Rewrite the lines between the one containing "Where can the green grass pitch" and the one containing "column 225, row 229", inclusive, changing "green grass pitch" to "artificial turf field" and leaving everything else as it is.
- - -
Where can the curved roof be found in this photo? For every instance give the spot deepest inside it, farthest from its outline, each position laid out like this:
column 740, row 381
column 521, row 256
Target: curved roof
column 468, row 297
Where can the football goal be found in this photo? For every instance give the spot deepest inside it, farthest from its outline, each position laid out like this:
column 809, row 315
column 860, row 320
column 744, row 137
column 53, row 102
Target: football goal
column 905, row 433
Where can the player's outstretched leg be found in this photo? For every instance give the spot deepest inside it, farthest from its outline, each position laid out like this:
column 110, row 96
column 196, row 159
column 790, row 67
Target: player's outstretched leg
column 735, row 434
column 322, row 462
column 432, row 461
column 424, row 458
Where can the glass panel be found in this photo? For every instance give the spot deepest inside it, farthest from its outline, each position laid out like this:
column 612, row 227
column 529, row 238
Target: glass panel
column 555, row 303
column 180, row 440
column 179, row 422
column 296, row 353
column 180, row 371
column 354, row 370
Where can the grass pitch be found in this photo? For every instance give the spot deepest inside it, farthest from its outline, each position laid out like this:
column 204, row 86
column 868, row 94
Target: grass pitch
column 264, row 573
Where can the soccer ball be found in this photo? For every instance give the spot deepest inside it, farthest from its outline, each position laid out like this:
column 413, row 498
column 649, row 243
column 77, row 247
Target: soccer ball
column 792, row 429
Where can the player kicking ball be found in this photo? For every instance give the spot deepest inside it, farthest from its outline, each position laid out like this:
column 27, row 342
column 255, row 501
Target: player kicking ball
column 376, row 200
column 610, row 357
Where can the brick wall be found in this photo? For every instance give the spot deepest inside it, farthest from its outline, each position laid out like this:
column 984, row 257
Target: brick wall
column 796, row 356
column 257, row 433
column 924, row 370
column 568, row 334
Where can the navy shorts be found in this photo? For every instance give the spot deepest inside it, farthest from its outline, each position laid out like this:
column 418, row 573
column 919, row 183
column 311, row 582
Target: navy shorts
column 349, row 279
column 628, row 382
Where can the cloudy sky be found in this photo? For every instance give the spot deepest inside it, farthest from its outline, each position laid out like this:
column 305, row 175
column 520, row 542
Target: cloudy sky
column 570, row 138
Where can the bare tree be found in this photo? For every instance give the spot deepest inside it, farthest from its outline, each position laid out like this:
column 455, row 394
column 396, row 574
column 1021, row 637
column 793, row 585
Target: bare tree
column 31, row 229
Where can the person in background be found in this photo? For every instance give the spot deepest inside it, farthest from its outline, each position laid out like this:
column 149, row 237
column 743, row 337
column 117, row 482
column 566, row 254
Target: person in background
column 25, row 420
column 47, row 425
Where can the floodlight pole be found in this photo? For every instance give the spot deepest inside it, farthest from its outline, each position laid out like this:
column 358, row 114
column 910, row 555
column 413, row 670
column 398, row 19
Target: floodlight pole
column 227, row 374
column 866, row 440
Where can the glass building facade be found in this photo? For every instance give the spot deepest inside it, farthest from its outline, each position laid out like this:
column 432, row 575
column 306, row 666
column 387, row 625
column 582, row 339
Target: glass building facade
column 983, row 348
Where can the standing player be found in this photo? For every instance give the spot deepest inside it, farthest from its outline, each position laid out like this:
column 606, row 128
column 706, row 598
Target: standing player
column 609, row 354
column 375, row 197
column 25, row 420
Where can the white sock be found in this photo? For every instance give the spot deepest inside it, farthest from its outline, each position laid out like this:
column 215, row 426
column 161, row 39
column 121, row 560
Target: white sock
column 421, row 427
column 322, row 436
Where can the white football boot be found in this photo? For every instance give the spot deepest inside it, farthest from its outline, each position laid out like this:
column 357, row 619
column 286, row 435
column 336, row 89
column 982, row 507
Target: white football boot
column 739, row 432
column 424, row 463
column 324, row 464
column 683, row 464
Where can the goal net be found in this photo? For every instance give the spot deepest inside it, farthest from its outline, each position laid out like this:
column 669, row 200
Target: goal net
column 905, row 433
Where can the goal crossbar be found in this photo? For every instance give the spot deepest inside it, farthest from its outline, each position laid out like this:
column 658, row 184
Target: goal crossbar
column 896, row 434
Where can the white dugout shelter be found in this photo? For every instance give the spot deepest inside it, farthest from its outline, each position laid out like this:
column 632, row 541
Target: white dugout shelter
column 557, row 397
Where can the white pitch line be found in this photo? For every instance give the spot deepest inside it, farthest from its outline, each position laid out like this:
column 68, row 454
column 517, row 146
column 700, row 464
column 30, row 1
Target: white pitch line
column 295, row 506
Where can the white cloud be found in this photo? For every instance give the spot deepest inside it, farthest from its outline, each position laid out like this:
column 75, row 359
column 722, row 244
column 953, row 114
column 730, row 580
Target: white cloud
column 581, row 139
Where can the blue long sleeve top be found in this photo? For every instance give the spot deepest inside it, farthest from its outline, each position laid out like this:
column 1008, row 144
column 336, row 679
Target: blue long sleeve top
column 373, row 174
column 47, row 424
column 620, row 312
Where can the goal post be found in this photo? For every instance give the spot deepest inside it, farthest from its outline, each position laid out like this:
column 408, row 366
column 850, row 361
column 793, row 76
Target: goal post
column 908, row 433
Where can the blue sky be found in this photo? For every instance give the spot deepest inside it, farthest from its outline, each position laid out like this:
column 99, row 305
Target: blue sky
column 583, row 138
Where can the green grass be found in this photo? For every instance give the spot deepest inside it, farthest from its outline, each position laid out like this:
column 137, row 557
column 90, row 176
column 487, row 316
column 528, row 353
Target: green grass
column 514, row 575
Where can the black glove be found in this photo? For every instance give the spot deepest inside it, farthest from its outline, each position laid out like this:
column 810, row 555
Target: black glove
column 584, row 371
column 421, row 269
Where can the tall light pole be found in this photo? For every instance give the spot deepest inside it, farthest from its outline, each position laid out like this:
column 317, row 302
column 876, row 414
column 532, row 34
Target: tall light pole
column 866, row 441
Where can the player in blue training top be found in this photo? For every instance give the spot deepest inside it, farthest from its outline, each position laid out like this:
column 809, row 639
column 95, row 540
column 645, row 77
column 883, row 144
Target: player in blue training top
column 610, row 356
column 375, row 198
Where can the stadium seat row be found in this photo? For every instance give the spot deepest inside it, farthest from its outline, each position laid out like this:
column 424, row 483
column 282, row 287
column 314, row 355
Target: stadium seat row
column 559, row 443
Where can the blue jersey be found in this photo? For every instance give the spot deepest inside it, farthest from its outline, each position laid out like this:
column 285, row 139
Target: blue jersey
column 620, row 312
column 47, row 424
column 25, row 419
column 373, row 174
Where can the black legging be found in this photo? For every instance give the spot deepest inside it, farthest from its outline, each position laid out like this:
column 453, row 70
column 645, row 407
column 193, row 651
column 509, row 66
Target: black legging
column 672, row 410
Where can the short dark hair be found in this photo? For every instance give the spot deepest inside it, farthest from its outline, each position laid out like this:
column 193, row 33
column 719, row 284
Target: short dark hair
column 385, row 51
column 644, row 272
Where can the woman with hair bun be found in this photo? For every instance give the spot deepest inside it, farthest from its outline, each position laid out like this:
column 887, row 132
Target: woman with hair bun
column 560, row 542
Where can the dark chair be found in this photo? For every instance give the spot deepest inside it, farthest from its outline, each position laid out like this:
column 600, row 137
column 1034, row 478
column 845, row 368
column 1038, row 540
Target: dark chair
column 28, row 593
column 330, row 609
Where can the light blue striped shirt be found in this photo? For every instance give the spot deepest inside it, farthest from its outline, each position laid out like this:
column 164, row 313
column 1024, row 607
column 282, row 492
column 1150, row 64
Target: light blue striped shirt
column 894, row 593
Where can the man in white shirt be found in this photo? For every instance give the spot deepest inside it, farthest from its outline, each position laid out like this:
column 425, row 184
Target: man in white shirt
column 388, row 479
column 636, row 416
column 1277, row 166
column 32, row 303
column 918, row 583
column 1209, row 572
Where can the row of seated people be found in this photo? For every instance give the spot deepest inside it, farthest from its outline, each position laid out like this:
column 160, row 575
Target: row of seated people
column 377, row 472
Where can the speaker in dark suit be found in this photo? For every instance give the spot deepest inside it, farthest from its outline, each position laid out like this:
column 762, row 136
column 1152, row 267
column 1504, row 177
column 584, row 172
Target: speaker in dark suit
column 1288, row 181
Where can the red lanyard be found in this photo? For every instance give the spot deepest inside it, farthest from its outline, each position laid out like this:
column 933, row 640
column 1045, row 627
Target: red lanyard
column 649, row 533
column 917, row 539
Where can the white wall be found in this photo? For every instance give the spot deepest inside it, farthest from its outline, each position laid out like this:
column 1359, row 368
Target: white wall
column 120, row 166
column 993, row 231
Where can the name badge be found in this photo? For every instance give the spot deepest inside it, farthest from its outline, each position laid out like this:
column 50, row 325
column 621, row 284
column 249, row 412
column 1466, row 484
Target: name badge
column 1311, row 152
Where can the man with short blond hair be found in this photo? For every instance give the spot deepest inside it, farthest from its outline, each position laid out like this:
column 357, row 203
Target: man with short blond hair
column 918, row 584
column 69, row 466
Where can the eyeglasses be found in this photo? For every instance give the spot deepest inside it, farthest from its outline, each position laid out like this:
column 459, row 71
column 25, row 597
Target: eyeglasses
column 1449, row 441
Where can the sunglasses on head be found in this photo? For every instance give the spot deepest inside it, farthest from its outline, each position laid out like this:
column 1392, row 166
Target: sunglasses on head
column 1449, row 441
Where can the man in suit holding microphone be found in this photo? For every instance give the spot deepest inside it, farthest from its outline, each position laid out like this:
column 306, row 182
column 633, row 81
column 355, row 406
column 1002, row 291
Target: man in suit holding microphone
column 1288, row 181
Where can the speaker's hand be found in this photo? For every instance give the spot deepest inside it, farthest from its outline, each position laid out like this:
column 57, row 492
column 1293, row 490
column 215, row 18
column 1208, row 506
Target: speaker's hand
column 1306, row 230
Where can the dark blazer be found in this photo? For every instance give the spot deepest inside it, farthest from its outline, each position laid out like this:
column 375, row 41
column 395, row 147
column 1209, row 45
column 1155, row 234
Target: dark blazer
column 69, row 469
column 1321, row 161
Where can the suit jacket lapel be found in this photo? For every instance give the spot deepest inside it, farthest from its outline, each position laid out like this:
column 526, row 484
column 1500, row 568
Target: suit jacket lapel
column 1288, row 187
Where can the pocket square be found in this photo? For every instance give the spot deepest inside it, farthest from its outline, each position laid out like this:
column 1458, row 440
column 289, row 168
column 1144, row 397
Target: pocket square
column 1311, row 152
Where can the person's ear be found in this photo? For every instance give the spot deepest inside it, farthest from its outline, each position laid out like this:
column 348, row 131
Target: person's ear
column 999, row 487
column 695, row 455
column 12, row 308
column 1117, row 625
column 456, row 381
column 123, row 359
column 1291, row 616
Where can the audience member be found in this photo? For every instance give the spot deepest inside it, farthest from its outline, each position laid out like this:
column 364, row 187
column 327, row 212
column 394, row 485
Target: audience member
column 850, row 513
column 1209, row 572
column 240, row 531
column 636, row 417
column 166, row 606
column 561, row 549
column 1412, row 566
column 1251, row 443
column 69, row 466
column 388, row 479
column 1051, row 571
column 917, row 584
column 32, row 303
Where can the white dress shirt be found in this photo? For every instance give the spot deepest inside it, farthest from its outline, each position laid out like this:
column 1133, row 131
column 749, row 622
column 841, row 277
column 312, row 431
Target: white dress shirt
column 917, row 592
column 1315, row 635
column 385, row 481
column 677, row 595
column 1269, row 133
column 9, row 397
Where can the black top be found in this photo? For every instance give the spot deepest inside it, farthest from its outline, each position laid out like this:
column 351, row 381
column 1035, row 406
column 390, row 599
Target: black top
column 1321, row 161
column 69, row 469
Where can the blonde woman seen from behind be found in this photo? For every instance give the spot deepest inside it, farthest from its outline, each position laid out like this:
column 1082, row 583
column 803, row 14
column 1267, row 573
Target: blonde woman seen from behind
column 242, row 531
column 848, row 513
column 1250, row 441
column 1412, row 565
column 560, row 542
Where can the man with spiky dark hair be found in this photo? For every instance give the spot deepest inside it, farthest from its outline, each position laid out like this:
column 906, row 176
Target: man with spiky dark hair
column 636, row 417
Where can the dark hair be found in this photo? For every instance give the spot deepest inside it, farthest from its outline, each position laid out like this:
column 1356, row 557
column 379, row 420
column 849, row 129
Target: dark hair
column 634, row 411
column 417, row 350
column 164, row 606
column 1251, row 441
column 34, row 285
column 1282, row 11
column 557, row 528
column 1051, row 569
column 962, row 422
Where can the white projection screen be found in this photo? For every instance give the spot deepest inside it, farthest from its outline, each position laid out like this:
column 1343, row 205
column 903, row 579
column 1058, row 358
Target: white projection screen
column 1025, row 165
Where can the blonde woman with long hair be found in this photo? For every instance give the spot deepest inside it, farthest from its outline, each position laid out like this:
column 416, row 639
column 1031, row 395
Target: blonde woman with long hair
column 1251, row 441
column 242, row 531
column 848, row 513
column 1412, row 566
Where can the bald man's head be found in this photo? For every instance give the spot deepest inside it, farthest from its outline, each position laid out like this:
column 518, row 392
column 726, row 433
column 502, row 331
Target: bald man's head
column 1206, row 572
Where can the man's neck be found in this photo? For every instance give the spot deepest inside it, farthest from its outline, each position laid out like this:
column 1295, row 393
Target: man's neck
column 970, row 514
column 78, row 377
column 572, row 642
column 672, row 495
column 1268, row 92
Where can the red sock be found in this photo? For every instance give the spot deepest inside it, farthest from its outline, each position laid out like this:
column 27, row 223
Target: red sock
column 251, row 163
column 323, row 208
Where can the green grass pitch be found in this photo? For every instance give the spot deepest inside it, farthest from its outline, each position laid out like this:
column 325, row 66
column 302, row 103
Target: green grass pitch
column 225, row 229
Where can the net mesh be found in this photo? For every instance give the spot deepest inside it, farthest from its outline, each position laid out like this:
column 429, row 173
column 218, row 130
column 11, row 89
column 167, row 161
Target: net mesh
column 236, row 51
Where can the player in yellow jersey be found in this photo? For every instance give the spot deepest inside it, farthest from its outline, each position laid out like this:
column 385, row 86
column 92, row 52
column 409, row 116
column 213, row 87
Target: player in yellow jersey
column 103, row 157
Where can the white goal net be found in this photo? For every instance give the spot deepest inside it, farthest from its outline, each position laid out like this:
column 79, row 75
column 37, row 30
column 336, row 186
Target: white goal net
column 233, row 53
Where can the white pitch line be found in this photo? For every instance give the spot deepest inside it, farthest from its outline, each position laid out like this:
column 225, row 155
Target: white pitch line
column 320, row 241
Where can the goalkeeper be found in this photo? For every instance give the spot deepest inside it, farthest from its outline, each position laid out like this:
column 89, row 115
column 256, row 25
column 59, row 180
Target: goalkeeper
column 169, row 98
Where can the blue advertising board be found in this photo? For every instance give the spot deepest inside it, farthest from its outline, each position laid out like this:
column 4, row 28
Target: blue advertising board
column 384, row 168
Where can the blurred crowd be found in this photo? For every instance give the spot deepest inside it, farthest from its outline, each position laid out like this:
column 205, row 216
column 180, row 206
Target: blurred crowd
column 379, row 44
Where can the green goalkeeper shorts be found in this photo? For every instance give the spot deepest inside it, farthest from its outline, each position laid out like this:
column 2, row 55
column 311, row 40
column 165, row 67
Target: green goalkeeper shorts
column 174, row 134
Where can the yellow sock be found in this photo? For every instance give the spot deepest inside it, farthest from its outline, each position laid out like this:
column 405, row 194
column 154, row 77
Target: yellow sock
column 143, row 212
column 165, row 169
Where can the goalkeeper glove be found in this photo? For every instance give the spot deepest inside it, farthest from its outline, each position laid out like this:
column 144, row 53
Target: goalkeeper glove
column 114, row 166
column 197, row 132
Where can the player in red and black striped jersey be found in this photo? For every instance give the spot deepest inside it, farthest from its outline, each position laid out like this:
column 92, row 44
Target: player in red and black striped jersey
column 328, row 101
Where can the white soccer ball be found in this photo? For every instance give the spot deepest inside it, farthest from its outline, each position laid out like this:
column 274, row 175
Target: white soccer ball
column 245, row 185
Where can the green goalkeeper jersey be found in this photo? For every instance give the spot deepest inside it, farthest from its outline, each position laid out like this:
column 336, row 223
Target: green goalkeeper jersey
- - -
Correct output
Where can the artificial turf field be found in this photo? For every instance give the spot deepest inside it, farthest from its outline, each position laid out like this:
column 325, row 66
column 302, row 103
Target: artificial turf field
column 225, row 229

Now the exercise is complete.